▸ **What to do**:
Set down the entries below once more, precisely as they stand.

· · ·

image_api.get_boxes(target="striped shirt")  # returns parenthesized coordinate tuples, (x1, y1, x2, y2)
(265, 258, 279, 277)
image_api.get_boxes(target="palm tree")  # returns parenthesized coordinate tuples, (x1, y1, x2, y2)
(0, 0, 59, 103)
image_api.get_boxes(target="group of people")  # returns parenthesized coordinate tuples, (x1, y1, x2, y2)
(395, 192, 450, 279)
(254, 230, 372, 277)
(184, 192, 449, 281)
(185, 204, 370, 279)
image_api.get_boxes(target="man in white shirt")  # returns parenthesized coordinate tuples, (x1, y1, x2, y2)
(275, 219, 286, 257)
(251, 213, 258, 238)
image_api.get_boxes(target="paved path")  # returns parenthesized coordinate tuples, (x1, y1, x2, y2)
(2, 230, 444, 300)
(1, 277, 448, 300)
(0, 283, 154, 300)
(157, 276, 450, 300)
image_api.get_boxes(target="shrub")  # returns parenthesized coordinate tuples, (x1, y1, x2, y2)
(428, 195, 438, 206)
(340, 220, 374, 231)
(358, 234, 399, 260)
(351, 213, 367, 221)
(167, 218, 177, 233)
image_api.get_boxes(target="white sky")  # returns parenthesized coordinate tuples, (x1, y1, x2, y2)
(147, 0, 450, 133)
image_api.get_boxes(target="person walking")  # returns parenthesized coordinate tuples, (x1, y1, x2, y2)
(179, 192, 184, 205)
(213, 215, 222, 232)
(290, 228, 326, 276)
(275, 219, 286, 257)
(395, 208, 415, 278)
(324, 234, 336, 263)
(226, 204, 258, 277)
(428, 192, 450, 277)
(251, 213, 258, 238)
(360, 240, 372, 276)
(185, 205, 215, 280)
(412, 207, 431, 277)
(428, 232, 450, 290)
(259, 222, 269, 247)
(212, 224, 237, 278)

· · ·

▸ **Exercise solution**:
image_api.get_boxes(target="striped shirt")  # returns parenthesized coordinate tuples, (x1, y1, x2, y2)
(265, 258, 279, 277)
image_api.get_boxes(target="palm tree")  # returns parenthesized coordinate tuples, (x1, y1, x2, y2)
(0, 0, 59, 103)
image_api.get_boxes(target="group of people")  # returns parenthesized coordinate tuples, (x1, y1, x2, y2)
(395, 192, 450, 279)
(254, 230, 372, 277)
(184, 192, 449, 281)
(185, 204, 370, 279)
image_api.get_boxes(target="man in white shirt")  # returns parenthesized coordinate tuples, (x1, y1, x2, y2)
(275, 219, 286, 257)
(251, 213, 258, 238)
image_api.get_boxes(target="paved path")  # returns parenthesized coordinate tuples, (x1, y1, x2, y2)
(2, 230, 444, 300)
(1, 277, 448, 300)
(0, 283, 154, 300)
(157, 276, 450, 300)
image_api.get_boxes(target="shrub")  # returns parenthesized coordinate tuples, (x1, y1, x2, y2)
(428, 195, 438, 206)
(340, 220, 374, 231)
(358, 234, 399, 260)
(351, 213, 367, 221)
(167, 218, 177, 233)
image_api.get_boxes(target="white sky")  # returns parenthesized coordinate tuples, (x1, y1, x2, y2)
(147, 0, 450, 133)
image_api.get_boxes(target="person walking")  # returns parenthesized coordinate tuples, (x1, y1, x2, y2)
(179, 192, 184, 205)
(213, 215, 222, 232)
(290, 228, 326, 276)
(275, 219, 286, 257)
(395, 208, 415, 278)
(324, 234, 336, 263)
(226, 204, 258, 277)
(428, 192, 450, 277)
(251, 213, 258, 238)
(360, 240, 372, 276)
(185, 205, 215, 280)
(412, 207, 431, 277)
(428, 232, 450, 290)
(259, 222, 269, 247)
(212, 224, 237, 278)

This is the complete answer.